Data taken from a collection:
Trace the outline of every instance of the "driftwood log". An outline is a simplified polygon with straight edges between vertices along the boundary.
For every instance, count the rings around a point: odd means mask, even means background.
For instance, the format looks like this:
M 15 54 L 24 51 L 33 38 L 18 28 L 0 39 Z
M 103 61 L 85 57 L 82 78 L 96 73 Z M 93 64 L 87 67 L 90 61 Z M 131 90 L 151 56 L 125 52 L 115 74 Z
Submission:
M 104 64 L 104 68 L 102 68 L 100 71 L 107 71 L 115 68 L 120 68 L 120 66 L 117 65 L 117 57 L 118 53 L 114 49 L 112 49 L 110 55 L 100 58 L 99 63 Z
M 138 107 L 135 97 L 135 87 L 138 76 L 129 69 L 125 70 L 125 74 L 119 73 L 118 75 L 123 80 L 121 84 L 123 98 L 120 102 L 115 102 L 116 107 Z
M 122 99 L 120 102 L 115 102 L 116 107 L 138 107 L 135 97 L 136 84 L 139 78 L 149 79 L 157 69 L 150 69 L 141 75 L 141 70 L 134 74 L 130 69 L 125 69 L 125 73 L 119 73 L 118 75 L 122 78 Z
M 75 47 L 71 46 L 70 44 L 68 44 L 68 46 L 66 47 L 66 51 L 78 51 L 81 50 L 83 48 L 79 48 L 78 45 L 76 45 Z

AIM
Rename "driftwood log" to "fallen branch" throughout the records and leave every other part as it is.

RESULT
Trace the outline of every instance of the "fallen branch". An outline is a simplified polygon with straight edges between vertices along the boundary.
For every instance, count the rings around a point: odd means mask, even means background.
For instance, the format looks like this:
M 15 54 L 24 51 L 33 38 L 18 28 L 0 39 Z
M 103 61 L 85 57 L 82 78 L 96 73 Z M 93 64 L 87 67 L 90 61 Z M 131 90 L 151 56 L 125 52 L 115 74 Z
Submission:
M 104 64 L 104 68 L 102 68 L 100 71 L 107 71 L 115 68 L 120 68 L 120 66 L 117 65 L 117 57 L 118 53 L 114 49 L 112 49 L 110 55 L 100 58 L 99 63 Z
M 138 107 L 135 97 L 135 87 L 138 76 L 129 69 L 125 70 L 125 74 L 119 73 L 118 75 L 123 80 L 121 84 L 123 98 L 120 102 L 115 102 L 116 107 Z
M 122 99 L 120 102 L 115 102 L 116 107 L 138 107 L 135 97 L 136 84 L 139 78 L 149 79 L 157 69 L 150 69 L 141 75 L 141 70 L 134 74 L 130 69 L 125 69 L 125 73 L 119 73 L 118 75 L 122 78 Z
M 75 47 L 71 46 L 70 44 L 68 44 L 68 46 L 66 47 L 66 51 L 78 51 L 81 50 L 83 48 L 79 48 L 78 45 L 76 45 Z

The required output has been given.